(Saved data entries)
------------------------------------

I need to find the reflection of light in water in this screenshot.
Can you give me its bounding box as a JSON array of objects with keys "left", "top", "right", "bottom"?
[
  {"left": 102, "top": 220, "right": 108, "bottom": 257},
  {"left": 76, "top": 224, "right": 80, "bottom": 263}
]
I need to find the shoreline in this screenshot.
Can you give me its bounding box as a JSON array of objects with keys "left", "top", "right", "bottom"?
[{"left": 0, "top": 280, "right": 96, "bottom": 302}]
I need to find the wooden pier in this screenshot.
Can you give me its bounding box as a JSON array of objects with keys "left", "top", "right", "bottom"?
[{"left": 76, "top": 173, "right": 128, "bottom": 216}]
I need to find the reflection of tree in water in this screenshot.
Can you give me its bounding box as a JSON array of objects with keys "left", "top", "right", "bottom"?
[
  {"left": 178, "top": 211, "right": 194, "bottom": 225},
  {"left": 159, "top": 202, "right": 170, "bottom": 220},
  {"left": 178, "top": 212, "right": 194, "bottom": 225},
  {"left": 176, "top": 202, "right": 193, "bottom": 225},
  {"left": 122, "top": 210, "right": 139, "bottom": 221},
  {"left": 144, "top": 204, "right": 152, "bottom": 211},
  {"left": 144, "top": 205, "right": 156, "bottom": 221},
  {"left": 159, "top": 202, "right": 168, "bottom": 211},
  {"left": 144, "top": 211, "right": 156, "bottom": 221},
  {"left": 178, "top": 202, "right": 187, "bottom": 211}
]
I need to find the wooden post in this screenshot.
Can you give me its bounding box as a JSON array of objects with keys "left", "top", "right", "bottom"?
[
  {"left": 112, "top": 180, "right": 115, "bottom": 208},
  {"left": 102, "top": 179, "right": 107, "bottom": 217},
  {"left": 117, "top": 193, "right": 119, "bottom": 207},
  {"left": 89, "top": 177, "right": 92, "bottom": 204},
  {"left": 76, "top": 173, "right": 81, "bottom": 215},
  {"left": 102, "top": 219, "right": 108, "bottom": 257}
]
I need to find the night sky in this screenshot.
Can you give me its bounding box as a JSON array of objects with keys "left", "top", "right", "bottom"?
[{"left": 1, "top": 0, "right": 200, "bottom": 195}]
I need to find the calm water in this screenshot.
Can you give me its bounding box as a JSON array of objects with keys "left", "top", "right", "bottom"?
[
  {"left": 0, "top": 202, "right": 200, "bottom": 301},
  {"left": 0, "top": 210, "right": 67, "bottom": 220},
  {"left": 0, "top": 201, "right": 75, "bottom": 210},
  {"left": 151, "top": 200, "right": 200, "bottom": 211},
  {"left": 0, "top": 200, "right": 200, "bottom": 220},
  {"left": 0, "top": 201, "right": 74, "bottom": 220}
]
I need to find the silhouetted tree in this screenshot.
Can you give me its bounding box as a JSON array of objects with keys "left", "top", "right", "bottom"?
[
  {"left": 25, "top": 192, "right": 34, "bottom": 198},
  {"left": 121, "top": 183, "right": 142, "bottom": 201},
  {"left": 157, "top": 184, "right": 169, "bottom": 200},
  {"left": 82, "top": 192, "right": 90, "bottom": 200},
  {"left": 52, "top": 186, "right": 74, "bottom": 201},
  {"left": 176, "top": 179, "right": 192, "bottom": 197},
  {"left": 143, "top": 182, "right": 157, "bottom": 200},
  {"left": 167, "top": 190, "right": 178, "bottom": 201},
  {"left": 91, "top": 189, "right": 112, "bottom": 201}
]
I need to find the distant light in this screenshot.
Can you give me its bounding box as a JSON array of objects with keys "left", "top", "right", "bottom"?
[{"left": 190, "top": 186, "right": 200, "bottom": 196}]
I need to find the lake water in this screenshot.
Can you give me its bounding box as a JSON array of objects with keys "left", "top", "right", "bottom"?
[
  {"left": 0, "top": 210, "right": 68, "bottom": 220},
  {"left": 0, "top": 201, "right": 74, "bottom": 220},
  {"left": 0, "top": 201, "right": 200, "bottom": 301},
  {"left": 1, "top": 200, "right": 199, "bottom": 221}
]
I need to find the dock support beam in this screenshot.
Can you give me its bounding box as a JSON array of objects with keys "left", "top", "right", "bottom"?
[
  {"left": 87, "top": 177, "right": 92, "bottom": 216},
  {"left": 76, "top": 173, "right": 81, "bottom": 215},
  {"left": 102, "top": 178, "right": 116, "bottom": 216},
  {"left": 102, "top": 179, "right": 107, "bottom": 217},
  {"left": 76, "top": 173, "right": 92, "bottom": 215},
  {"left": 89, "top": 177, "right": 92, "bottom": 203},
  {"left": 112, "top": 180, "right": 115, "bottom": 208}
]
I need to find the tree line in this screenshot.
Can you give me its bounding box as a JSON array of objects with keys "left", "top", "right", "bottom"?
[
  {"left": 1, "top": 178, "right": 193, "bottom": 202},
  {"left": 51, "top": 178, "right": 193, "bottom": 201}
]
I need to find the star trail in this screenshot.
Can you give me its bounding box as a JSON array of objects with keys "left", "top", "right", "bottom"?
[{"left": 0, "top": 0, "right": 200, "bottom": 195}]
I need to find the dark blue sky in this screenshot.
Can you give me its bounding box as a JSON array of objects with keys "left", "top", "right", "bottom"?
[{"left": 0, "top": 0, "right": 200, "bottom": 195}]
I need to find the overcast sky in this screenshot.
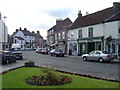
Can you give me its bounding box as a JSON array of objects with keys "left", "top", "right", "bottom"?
[{"left": 0, "top": 0, "right": 119, "bottom": 39}]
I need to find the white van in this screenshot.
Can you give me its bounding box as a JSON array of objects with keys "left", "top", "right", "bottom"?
[{"left": 11, "top": 44, "right": 23, "bottom": 59}]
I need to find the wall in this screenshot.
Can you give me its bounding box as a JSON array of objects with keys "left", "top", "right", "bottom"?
[
  {"left": 14, "top": 31, "right": 25, "bottom": 39},
  {"left": 0, "top": 20, "right": 8, "bottom": 50},
  {"left": 78, "top": 24, "right": 104, "bottom": 38},
  {"left": 104, "top": 21, "right": 120, "bottom": 39}
]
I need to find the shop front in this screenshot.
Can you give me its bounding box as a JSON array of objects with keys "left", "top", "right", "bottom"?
[
  {"left": 107, "top": 39, "right": 120, "bottom": 58},
  {"left": 68, "top": 40, "right": 78, "bottom": 55},
  {"left": 77, "top": 36, "right": 103, "bottom": 55}
]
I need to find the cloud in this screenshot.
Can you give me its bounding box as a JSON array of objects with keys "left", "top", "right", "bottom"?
[{"left": 44, "top": 8, "right": 73, "bottom": 18}]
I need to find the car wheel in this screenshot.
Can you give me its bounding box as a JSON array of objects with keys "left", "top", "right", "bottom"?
[
  {"left": 99, "top": 58, "right": 104, "bottom": 63},
  {"left": 83, "top": 57, "right": 87, "bottom": 61}
]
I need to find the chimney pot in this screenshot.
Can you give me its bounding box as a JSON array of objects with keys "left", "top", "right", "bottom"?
[
  {"left": 32, "top": 31, "right": 35, "bottom": 33},
  {"left": 78, "top": 10, "right": 82, "bottom": 17},
  {"left": 24, "top": 28, "right": 27, "bottom": 31},
  {"left": 16, "top": 29, "right": 18, "bottom": 32},
  {"left": 37, "top": 31, "right": 40, "bottom": 34},
  {"left": 19, "top": 27, "right": 22, "bottom": 30},
  {"left": 86, "top": 12, "right": 89, "bottom": 15}
]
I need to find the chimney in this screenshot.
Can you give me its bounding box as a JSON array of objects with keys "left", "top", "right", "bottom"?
[
  {"left": 56, "top": 18, "right": 63, "bottom": 25},
  {"left": 37, "top": 31, "right": 40, "bottom": 34},
  {"left": 78, "top": 10, "right": 82, "bottom": 18},
  {"left": 113, "top": 2, "right": 120, "bottom": 11},
  {"left": 86, "top": 12, "right": 89, "bottom": 15},
  {"left": 19, "top": 27, "right": 22, "bottom": 30},
  {"left": 32, "top": 31, "right": 35, "bottom": 33},
  {"left": 24, "top": 28, "right": 27, "bottom": 31},
  {"left": 16, "top": 29, "right": 19, "bottom": 32},
  {"left": 0, "top": 12, "right": 1, "bottom": 20}
]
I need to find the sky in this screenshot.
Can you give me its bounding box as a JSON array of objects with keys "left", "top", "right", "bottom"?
[{"left": 0, "top": 0, "right": 119, "bottom": 39}]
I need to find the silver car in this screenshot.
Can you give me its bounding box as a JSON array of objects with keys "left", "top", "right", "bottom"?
[{"left": 82, "top": 51, "right": 114, "bottom": 63}]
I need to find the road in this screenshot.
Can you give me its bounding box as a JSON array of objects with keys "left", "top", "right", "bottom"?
[{"left": 1, "top": 51, "right": 119, "bottom": 81}]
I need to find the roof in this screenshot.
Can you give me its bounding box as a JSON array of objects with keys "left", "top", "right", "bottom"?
[
  {"left": 34, "top": 33, "right": 43, "bottom": 38},
  {"left": 21, "top": 30, "right": 35, "bottom": 36},
  {"left": 14, "top": 36, "right": 24, "bottom": 40},
  {"left": 69, "top": 6, "right": 120, "bottom": 30},
  {"left": 48, "top": 18, "right": 72, "bottom": 32}
]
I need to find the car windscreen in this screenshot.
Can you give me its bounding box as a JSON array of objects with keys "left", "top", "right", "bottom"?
[{"left": 11, "top": 48, "right": 21, "bottom": 51}]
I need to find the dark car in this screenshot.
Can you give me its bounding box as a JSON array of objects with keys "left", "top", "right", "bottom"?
[
  {"left": 41, "top": 49, "right": 48, "bottom": 54},
  {"left": 50, "top": 49, "right": 64, "bottom": 57},
  {"left": 0, "top": 51, "right": 16, "bottom": 64},
  {"left": 11, "top": 48, "right": 23, "bottom": 60}
]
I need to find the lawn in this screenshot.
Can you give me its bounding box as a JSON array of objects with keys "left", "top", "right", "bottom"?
[{"left": 2, "top": 67, "right": 119, "bottom": 88}]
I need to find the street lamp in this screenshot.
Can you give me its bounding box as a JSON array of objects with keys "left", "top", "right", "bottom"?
[{"left": 3, "top": 16, "right": 7, "bottom": 50}]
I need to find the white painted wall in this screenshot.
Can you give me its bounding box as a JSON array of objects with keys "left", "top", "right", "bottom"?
[
  {"left": 14, "top": 31, "right": 25, "bottom": 39},
  {"left": 24, "top": 35, "right": 35, "bottom": 43},
  {"left": 0, "top": 20, "right": 8, "bottom": 50},
  {"left": 68, "top": 28, "right": 78, "bottom": 40},
  {"left": 104, "top": 21, "right": 120, "bottom": 39},
  {"left": 77, "top": 24, "right": 104, "bottom": 38}
]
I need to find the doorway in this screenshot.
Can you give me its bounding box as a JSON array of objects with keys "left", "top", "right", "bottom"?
[
  {"left": 118, "top": 45, "right": 120, "bottom": 57},
  {"left": 88, "top": 42, "right": 95, "bottom": 53}
]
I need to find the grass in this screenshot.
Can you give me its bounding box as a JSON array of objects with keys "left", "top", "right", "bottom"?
[{"left": 2, "top": 67, "right": 119, "bottom": 88}]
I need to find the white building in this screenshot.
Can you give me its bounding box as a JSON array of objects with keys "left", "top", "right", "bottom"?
[
  {"left": 67, "top": 2, "right": 120, "bottom": 58},
  {"left": 0, "top": 13, "right": 8, "bottom": 51},
  {"left": 11, "top": 28, "right": 35, "bottom": 50}
]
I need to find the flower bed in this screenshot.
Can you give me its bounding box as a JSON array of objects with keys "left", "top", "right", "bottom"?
[
  {"left": 25, "top": 66, "right": 72, "bottom": 86},
  {"left": 26, "top": 75, "right": 71, "bottom": 86}
]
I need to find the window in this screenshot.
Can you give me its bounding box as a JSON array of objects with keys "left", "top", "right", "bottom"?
[
  {"left": 59, "top": 33, "right": 61, "bottom": 40},
  {"left": 95, "top": 52, "right": 101, "bottom": 55},
  {"left": 62, "top": 32, "right": 65, "bottom": 39},
  {"left": 88, "top": 27, "right": 93, "bottom": 37},
  {"left": 15, "top": 39, "right": 17, "bottom": 43},
  {"left": 55, "top": 34, "right": 58, "bottom": 40},
  {"left": 78, "top": 29, "right": 82, "bottom": 38},
  {"left": 52, "top": 29, "right": 54, "bottom": 34},
  {"left": 71, "top": 32, "right": 74, "bottom": 38}
]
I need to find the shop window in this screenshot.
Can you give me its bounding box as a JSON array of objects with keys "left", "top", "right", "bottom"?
[
  {"left": 74, "top": 43, "right": 77, "bottom": 51},
  {"left": 112, "top": 44, "right": 115, "bottom": 54}
]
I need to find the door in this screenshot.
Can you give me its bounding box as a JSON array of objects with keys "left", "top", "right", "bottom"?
[
  {"left": 93, "top": 51, "right": 101, "bottom": 61},
  {"left": 88, "top": 42, "right": 95, "bottom": 53},
  {"left": 87, "top": 51, "right": 95, "bottom": 60},
  {"left": 118, "top": 45, "right": 120, "bottom": 57}
]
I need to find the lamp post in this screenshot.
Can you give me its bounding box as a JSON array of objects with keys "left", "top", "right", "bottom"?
[{"left": 3, "top": 16, "right": 7, "bottom": 50}]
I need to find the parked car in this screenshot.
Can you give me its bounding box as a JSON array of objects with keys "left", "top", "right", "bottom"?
[
  {"left": 41, "top": 49, "right": 48, "bottom": 54},
  {"left": 82, "top": 51, "right": 114, "bottom": 63},
  {"left": 50, "top": 49, "right": 64, "bottom": 57},
  {"left": 11, "top": 47, "right": 23, "bottom": 60},
  {"left": 36, "top": 48, "right": 43, "bottom": 53},
  {"left": 0, "top": 51, "right": 16, "bottom": 64}
]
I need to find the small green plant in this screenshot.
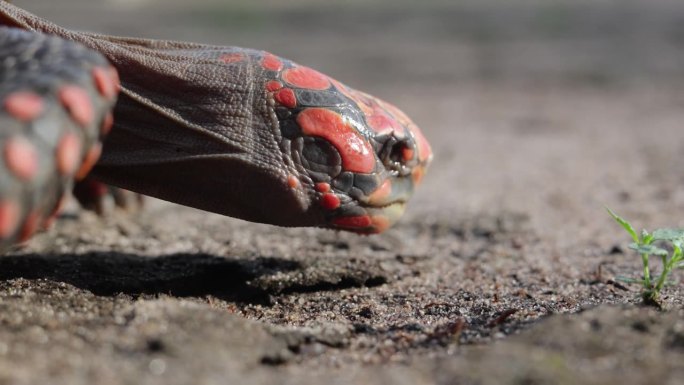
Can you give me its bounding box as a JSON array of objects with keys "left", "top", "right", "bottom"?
[{"left": 607, "top": 208, "right": 684, "bottom": 305}]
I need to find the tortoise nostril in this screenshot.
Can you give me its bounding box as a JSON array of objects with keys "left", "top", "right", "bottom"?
[
  {"left": 389, "top": 141, "right": 411, "bottom": 164},
  {"left": 381, "top": 137, "right": 414, "bottom": 176}
]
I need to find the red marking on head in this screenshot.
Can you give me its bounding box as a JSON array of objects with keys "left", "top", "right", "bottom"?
[
  {"left": 377, "top": 101, "right": 432, "bottom": 162},
  {"left": 0, "top": 200, "right": 20, "bottom": 238},
  {"left": 4, "top": 91, "right": 44, "bottom": 122},
  {"left": 274, "top": 88, "right": 297, "bottom": 108},
  {"left": 75, "top": 144, "right": 102, "bottom": 180},
  {"left": 412, "top": 167, "right": 425, "bottom": 185},
  {"left": 332, "top": 85, "right": 409, "bottom": 139},
  {"left": 56, "top": 133, "right": 81, "bottom": 176},
  {"left": 320, "top": 193, "right": 340, "bottom": 210},
  {"left": 297, "top": 108, "right": 375, "bottom": 173},
  {"left": 219, "top": 52, "right": 245, "bottom": 64},
  {"left": 315, "top": 182, "right": 330, "bottom": 193},
  {"left": 266, "top": 80, "right": 283, "bottom": 92},
  {"left": 377, "top": 100, "right": 408, "bottom": 125},
  {"left": 341, "top": 90, "right": 405, "bottom": 136},
  {"left": 368, "top": 179, "right": 392, "bottom": 205},
  {"left": 282, "top": 66, "right": 331, "bottom": 90},
  {"left": 287, "top": 175, "right": 300, "bottom": 189},
  {"left": 332, "top": 215, "right": 372, "bottom": 229},
  {"left": 367, "top": 108, "right": 404, "bottom": 135},
  {"left": 92, "top": 67, "right": 117, "bottom": 100},
  {"left": 4, "top": 137, "right": 38, "bottom": 181},
  {"left": 59, "top": 85, "right": 94, "bottom": 127},
  {"left": 101, "top": 111, "right": 114, "bottom": 136},
  {"left": 19, "top": 211, "right": 40, "bottom": 243},
  {"left": 262, "top": 53, "right": 283, "bottom": 72}
]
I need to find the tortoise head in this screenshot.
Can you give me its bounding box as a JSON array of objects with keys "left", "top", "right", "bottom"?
[
  {"left": 255, "top": 52, "right": 433, "bottom": 234},
  {"left": 94, "top": 45, "right": 431, "bottom": 234}
]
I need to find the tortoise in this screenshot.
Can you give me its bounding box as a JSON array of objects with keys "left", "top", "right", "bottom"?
[{"left": 0, "top": 2, "right": 432, "bottom": 252}]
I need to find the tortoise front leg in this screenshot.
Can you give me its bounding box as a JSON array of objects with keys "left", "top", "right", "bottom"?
[
  {"left": 0, "top": 27, "right": 118, "bottom": 251},
  {"left": 72, "top": 176, "right": 144, "bottom": 215}
]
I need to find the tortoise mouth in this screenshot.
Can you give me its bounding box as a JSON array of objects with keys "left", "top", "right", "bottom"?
[
  {"left": 362, "top": 199, "right": 407, "bottom": 210},
  {"left": 328, "top": 200, "right": 407, "bottom": 234},
  {"left": 320, "top": 165, "right": 423, "bottom": 234}
]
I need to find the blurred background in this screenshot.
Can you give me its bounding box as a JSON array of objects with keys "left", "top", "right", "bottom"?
[
  {"left": 18, "top": 0, "right": 684, "bottom": 87},
  {"left": 14, "top": 0, "right": 684, "bottom": 238}
]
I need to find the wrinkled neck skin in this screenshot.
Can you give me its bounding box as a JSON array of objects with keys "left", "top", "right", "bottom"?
[{"left": 0, "top": 2, "right": 318, "bottom": 226}]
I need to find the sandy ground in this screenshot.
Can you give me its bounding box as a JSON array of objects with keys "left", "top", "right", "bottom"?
[{"left": 2, "top": 0, "right": 684, "bottom": 383}]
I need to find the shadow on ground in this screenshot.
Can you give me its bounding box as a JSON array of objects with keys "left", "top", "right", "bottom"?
[
  {"left": 0, "top": 251, "right": 389, "bottom": 304},
  {"left": 0, "top": 253, "right": 298, "bottom": 303}
]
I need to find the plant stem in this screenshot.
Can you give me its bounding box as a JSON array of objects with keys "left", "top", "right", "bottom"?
[
  {"left": 655, "top": 267, "right": 669, "bottom": 293},
  {"left": 641, "top": 253, "right": 651, "bottom": 289},
  {"left": 655, "top": 256, "right": 676, "bottom": 293}
]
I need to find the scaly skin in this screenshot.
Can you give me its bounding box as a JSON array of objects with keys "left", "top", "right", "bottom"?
[
  {"left": 0, "top": 2, "right": 432, "bottom": 249},
  {"left": 0, "top": 25, "right": 116, "bottom": 250}
]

------------------------------------

--- PROBLEM TO WORK ON ---
In the entries above, the lines between the one holding "I need to find the car windscreen" and the one holding "I need to find the doorway", inclusive, are to be printed exactly as written, and those alone.

--- OUTPUT OF THE EXERCISE ---
I need to find the car windscreen in this screenshot.
Can you give me its bounding box as a JSON array of objects with keys "left", "top", "right", "bottom"?
[{"left": 11, "top": 48, "right": 21, "bottom": 51}]
I need to find the dark car in this screenshot.
Can you give me its bounding box as a JSON array of objects with keys "left", "top", "right", "bottom"?
[
  {"left": 41, "top": 49, "right": 48, "bottom": 54},
  {"left": 50, "top": 49, "right": 64, "bottom": 57},
  {"left": 0, "top": 51, "right": 16, "bottom": 64},
  {"left": 11, "top": 48, "right": 23, "bottom": 60}
]
I need to find the lawn in this screenshot.
Can you give me its bounding box as a JSON array of objects with keys "left", "top", "right", "bottom"?
[{"left": 2, "top": 67, "right": 119, "bottom": 88}]
I need to find the street lamp in this screenshot.
Can you give me its bounding box as a JSON array of objects with keys "left", "top", "right", "bottom"?
[{"left": 3, "top": 16, "right": 7, "bottom": 50}]
I need to find the white painted wall in this screenshot.
Can you give me its bounding box as a JSON array of objects with keys "left", "top", "right", "bottom"?
[
  {"left": 14, "top": 31, "right": 25, "bottom": 39},
  {"left": 24, "top": 35, "right": 35, "bottom": 43},
  {"left": 0, "top": 20, "right": 8, "bottom": 50},
  {"left": 68, "top": 28, "right": 78, "bottom": 40},
  {"left": 104, "top": 21, "right": 120, "bottom": 39},
  {"left": 77, "top": 24, "right": 104, "bottom": 38}
]
I need to find the doorway in this screenshot.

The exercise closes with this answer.